======== Recenzja

Strony

sobota, 14 czerwca 2025

Dan Stone "Zagłada. Niezakończona historia Holocaustu"

 

Dzięki swojej erudycji i własnym badaniom autor poddaje wnikliwej analizie wiele utartych założeń i sposobów opowiadania o Zagładzie: przygląda się kwestiom rzekomo już dawno ustalonym, rzuca więcej światła na mniej znane aspekty ludobójstwa Żydów i podkreśla tezy, które jego zdaniem nie wybrzmiewały dotąd zbyt głośno. Ani przez chwilę nie pozwala nam uwierzyć, że wydarzenia te należą już bezpiecznie do przeszłości.
Do napisania tej recenzji zbierałam się już kilka razy. Moje palce zatrzymywały się nad klawiaturą, przez głowę przebiegały nieskładne myśli, których nie umiałam ubrać w słowa. W sumie to byłaby najlepsza recenzja tej książki, jaką mogłabym zostawić. Pozbawiła słów osobę, która na co dzień z nimi pracuje...

================
======== Podane rekordy

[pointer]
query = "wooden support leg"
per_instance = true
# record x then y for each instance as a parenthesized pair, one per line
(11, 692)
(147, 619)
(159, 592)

================

> _Zadania do wykonania_:
A: Zaktualizuj fragment recenzji, czyli wszystko od „Dzięki swojej erudycji” aż po „bezpiecznie do przeszłości.”, zamieniając „autor” na „historyk”.
B: Wypisz proszę wszystkie działania autora, które recenzja wymienia po słowach „sposobów opowiadania o Zagładzie:”.

> _Lista odpowiedzi_:
A:
Dzięki swojej erudycji i własnym badaniom historyk poddaje wnikliwej analizie wiele utartych założeń i sposobów opowiadania o Zagładzie: przygląda się kwestiom rzekomo już dawno ustalonym, rzuca więcej światła na mniej znane aspekty ludobójstwa Żydów i podkreśla tezy, które jego zdaniem nie wybrzmiewały dotąd zbyt głośno. Ani przez chwilę nie pozwala nam uwierzyć, że wydarzenia te należą już bezpiecznie do przeszłości.

B:
- przygląda się kwestiom rzekomo już dawno ustalonym
- rzuca więcej światła na mniej znane aspekty ludobójstwa Żydów
- podkreśla tezy, które jego zdaniem nie wybrzmiewały dotąd zbyt głośno